The term evolution simply means change. It usually refers to a slow change rather than a rapid change. In this context it is used in many fields other than science.
In biology Darwin's theory of evolution applies the word in a specific context. In biological evolution, the slow change refers to the changes that take place in a species or the evolution from one species to another. The change in this case is slow because it takes place over very many generations.
Astronomers also use the term evolution to refer to a slow change, but in the astronomical context it is a different kind of change. One of the contexts in which astronomers use the term evolution is referring to stellar evolution.
Rather than referring to changes over many generations of stars, stellar evolution refers to the slow changes that take place in the life cycle of an individual star. (Notice that astronomers often refer to the life cycle of stars, but that does not mean stars are alive in a biological sense.) Stars form gradually from clouds of dust and gas which eventually ignites in a nuclear fusion chain reaction. When they run out of nuclear fuel they die out - more like a fire dying out than an organic death. In the process stars undergo many changes in their size, energy output, temperature, and other properties. This process takes an unimaginably long time. In the case of the Sun and similar stars, we are talking billions of years. So these changes that take place in individual stars are properly described by the term stellar evolution.

__________

**Exercises:**
1 – According to the text on evolution, how long do the changes in the Sun and similar stars take?
2 – Write the next part of the text on evolution, continuing after its last sentence.
The records come from a separate source.

**Supplied entries:**
__________

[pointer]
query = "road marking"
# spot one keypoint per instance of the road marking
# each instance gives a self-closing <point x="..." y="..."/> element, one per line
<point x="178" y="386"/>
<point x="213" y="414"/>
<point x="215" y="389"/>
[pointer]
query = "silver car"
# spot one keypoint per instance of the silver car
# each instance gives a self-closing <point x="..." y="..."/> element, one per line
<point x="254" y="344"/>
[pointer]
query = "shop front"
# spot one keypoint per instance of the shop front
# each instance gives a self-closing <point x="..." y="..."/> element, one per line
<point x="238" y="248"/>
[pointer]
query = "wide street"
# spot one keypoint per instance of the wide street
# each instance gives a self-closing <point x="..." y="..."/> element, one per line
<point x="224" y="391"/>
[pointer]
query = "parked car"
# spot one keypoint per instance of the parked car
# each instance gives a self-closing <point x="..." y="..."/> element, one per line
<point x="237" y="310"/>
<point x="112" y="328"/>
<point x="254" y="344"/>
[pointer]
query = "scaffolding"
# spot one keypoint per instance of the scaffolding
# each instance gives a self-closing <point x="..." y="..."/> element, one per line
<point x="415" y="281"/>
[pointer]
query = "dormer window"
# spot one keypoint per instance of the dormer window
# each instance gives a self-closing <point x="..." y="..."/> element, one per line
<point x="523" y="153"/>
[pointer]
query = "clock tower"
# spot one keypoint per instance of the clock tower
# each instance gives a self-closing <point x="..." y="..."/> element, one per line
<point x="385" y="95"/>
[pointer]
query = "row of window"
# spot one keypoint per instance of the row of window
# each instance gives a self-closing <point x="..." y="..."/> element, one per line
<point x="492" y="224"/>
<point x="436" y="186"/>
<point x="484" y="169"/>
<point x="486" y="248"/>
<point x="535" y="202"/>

__________

**Results for each task:**
1 – Billions of years.

2 –
In the biological theory of evolution, biologists refer to the changes taking place over many generations of organisms. In astronomy, stellar evolution refers to the changes taking place in an individual star as it is formed, uses its fuel, and dies out. If biologists used the term evolution in the same way astronomers refer to stellar evolution, it would refer to being born, maturing, growing old, and dying in an individual organism.
Scientists also use the word evolution in contexts other than biological or stellar evolution. The evolution of a planet, Earth for example, refers to the changes that take place on the planet over geological time. Mountains forming and weathering away is an example of the evolutionary changes that can take place on a planet.
On the largest scale astronomers refer to the evolution of the entire universe. In the big bang theory, the entire universe has evolved, meaning changed, in the approximately 15 billion years since its creation.
Scientists of all types often take common words and use them with very precise meanings that may differ from the everyday meaning of the word. In many cases the meaning will also differ among different areas of science.